* [Requirement]: Repeat exactly, and only, the lines from the one containing "Practice. Place a point on every instance of the man's white" through the end of the records.
»»
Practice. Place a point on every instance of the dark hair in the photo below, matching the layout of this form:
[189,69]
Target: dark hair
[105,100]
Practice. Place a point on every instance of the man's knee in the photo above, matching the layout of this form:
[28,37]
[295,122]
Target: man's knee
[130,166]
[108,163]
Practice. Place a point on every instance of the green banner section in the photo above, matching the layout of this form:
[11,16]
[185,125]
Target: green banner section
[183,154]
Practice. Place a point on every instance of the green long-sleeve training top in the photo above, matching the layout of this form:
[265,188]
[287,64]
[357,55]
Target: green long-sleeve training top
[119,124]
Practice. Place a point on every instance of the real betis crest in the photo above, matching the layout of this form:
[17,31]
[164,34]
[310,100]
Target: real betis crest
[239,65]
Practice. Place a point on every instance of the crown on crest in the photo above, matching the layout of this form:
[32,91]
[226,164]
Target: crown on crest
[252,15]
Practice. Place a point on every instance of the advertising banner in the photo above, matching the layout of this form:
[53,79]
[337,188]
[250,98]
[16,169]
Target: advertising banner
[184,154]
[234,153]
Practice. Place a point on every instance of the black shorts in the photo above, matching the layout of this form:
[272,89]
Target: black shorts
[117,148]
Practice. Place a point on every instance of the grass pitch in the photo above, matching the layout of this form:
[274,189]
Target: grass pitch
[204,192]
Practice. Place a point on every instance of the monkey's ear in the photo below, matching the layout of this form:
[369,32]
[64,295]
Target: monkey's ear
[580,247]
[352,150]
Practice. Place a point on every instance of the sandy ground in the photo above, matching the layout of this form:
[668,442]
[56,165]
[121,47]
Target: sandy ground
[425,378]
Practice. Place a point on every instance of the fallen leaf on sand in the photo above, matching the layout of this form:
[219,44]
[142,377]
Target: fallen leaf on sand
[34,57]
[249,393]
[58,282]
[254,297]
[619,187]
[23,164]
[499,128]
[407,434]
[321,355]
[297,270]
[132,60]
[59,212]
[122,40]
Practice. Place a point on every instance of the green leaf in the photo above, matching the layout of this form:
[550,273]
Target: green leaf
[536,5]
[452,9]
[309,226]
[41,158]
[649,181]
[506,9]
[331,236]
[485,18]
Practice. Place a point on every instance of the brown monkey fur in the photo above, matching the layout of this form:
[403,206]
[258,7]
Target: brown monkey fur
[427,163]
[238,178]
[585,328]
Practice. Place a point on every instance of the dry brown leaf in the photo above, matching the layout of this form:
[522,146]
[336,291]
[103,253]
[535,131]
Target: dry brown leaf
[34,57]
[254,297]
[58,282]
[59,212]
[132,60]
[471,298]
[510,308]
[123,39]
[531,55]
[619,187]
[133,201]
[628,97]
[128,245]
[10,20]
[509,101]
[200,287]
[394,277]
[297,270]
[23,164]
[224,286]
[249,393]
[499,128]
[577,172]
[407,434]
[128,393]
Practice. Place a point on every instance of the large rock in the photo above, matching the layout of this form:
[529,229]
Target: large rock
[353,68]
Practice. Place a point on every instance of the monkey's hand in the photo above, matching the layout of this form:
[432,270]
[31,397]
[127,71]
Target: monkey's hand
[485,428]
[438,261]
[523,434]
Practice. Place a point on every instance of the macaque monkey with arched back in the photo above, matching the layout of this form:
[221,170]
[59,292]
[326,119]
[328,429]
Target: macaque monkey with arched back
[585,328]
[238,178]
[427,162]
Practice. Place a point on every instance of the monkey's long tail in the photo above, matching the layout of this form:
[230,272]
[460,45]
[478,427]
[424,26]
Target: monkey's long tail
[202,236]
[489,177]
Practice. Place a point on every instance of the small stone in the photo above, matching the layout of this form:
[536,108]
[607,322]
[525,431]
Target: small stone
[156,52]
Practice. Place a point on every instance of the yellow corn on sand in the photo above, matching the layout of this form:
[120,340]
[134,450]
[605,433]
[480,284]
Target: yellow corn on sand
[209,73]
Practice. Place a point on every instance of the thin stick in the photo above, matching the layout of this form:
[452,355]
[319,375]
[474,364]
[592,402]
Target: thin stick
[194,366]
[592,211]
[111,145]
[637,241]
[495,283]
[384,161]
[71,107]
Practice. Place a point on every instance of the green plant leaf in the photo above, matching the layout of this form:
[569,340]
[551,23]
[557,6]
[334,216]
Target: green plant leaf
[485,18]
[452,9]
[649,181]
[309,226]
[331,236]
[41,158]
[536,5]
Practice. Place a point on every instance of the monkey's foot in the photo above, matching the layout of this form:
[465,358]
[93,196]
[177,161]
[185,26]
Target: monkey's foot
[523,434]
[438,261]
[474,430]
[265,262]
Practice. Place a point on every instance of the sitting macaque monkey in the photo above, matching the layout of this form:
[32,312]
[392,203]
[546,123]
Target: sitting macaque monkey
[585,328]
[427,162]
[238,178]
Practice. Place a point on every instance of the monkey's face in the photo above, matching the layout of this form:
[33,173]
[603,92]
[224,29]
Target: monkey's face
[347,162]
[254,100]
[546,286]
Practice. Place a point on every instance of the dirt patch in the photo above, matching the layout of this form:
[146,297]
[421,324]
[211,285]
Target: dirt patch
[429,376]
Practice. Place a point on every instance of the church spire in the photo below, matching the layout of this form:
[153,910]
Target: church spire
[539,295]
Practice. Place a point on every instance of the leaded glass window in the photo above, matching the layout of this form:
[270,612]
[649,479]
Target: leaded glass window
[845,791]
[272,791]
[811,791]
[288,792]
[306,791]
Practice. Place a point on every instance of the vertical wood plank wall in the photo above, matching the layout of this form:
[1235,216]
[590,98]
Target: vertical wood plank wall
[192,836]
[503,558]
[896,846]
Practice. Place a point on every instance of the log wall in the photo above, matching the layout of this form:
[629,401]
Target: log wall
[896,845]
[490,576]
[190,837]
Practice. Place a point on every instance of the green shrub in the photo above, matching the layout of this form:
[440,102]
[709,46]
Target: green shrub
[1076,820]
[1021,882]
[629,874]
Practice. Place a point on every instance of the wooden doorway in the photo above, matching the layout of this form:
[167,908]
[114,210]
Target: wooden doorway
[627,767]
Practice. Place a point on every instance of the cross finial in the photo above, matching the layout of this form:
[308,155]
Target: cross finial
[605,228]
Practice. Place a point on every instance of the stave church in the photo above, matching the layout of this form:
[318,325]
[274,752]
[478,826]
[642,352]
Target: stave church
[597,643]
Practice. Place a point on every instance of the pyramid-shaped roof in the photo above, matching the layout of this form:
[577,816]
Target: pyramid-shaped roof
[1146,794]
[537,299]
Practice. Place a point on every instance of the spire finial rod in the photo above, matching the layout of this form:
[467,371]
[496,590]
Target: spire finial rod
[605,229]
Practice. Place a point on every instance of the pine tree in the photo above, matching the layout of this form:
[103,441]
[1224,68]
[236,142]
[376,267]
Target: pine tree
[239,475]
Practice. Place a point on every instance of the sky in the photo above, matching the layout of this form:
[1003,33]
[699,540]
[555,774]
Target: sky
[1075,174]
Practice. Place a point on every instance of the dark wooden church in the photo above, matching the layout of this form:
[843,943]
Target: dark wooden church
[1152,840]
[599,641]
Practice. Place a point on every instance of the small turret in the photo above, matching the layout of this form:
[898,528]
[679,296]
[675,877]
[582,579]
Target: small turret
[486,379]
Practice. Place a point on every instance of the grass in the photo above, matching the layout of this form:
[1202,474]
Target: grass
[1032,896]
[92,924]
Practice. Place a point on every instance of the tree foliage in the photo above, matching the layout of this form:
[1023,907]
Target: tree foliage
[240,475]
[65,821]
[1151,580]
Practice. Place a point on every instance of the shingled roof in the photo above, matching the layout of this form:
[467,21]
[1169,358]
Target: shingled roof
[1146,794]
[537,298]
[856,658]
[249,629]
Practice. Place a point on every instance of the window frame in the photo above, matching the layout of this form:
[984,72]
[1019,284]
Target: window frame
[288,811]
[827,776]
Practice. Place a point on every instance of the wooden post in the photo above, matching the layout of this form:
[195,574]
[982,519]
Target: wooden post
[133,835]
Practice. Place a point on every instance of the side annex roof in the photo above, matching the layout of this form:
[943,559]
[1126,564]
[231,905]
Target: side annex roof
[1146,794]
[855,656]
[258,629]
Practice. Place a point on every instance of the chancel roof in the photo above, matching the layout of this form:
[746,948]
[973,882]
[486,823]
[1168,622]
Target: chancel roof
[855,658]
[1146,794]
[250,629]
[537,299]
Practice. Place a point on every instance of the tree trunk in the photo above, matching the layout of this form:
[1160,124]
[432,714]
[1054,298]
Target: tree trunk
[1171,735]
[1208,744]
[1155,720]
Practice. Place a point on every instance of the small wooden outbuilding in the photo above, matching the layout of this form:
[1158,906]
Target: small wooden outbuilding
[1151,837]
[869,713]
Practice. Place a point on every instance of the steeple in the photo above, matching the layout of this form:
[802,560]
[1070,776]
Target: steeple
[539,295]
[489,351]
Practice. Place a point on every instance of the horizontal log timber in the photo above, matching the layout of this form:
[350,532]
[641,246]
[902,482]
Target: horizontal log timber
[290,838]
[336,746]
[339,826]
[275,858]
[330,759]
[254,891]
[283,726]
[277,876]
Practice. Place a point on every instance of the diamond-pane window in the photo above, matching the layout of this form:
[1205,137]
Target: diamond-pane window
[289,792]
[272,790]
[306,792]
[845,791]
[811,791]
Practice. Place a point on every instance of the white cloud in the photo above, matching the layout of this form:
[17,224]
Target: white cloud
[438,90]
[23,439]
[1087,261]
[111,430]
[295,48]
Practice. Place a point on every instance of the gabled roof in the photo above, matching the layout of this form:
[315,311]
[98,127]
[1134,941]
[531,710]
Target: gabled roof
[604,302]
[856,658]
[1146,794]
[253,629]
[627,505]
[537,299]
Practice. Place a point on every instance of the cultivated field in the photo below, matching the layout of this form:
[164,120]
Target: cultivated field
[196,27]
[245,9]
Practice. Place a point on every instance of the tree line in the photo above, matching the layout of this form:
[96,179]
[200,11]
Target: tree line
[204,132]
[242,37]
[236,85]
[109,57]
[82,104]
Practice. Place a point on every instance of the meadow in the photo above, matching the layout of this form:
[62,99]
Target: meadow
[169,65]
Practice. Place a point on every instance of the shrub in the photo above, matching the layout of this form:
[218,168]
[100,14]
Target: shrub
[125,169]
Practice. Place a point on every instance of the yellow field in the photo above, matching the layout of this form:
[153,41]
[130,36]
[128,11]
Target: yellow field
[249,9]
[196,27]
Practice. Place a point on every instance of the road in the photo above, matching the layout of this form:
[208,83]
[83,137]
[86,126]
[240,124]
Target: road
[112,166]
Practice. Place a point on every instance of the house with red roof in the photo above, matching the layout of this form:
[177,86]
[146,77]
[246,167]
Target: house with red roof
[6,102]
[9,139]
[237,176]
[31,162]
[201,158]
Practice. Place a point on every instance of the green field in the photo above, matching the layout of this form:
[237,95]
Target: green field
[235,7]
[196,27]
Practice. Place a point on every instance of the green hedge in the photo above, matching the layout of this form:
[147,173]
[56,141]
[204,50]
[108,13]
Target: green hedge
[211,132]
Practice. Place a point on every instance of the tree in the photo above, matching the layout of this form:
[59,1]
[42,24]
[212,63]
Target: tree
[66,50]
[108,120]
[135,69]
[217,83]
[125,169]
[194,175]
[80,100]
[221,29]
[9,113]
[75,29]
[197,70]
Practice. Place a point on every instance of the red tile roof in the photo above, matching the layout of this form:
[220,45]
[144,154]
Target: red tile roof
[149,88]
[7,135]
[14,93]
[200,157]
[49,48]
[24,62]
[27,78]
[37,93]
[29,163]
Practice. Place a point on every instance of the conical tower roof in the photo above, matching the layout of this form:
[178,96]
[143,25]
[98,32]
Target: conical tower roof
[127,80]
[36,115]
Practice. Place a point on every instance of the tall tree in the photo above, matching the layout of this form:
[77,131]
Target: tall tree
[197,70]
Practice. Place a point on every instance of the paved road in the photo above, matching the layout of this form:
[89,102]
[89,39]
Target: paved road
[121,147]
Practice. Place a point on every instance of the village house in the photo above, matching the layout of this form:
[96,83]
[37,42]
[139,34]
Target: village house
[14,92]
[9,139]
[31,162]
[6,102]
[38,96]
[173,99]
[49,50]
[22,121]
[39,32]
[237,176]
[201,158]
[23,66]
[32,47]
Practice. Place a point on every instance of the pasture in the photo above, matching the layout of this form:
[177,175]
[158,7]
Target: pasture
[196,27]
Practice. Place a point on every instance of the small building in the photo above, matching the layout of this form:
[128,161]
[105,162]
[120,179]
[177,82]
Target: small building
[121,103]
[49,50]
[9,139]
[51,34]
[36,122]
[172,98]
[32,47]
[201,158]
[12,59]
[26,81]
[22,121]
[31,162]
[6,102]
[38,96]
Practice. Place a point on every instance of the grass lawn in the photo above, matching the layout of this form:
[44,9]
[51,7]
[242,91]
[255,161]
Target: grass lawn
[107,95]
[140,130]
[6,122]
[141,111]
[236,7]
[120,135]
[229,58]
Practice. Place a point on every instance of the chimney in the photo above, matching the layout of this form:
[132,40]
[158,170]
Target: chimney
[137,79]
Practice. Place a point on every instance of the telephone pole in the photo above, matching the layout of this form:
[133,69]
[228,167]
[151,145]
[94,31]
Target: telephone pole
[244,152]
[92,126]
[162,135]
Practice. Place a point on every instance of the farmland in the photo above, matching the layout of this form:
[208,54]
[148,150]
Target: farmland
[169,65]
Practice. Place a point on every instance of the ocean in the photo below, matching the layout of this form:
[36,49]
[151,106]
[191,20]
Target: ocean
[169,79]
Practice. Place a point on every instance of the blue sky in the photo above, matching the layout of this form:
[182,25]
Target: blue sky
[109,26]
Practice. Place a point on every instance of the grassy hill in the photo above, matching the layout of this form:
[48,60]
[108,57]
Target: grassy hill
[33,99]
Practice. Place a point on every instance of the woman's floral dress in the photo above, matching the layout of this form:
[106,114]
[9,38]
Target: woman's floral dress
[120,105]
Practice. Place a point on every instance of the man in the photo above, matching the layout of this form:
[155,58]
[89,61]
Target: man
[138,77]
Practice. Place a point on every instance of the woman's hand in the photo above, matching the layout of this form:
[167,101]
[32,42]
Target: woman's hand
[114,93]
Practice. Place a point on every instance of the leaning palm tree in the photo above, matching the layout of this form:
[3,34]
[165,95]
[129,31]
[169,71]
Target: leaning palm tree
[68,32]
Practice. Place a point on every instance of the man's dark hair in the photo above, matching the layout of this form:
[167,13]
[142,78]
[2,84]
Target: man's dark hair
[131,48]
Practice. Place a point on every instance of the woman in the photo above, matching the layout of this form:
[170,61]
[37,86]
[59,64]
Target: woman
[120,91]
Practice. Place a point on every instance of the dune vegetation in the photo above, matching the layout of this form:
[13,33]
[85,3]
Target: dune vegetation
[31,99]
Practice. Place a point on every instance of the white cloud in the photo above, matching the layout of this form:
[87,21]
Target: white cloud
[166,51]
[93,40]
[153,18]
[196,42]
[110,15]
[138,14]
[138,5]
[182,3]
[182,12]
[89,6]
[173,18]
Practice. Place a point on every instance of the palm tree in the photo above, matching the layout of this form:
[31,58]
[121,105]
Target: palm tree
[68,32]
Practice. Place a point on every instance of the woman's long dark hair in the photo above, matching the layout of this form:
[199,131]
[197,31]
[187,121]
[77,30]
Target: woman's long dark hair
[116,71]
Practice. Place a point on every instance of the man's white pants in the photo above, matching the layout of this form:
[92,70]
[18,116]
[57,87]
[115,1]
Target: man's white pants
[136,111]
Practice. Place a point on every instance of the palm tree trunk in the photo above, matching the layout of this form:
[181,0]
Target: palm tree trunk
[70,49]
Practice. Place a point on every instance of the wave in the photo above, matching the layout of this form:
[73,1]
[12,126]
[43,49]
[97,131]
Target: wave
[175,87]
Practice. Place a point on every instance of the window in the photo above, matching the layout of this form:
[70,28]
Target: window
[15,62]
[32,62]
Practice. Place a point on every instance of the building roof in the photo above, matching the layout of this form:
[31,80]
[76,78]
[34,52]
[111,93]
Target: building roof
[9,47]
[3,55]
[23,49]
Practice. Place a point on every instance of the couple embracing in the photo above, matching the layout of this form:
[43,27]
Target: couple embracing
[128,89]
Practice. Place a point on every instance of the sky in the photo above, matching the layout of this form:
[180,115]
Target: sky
««
* [Response]:
Practice. Place a point on every instance of the man's white pants in the photo above, matching the layout of this form:
[92,70]
[18,116]
[57,87]
[115,1]
Target: man's white pants
[136,111]
Practice. Place a point on every instance of the palm tree trunk in the photo above, matching the layout of this form:
[181,0]
Target: palm tree trunk
[70,49]
Practice. Place a point on every instance of the wave in the photo above, matching the layout of this form:
[73,1]
[12,126]
[43,49]
[97,131]
Target: wave
[175,87]
Practice. Place a point on every instance of the window in the photo above, matching the layout of this form:
[70,28]
Target: window
[15,62]
[32,62]
Practice. Place a point on every instance of the building roof in the photo above, matching the layout of this form:
[31,80]
[76,78]
[34,52]
[111,93]
Target: building roof
[9,47]
[3,55]
[23,49]
Practice. Place a point on every instance of the couple embracing in the photo above, matching the layout of this form:
[43,27]
Target: couple embracing
[128,89]
Practice. Place a point on every instance of the sky in the photo above, matching the layout of this form:
[180,115]
Target: sky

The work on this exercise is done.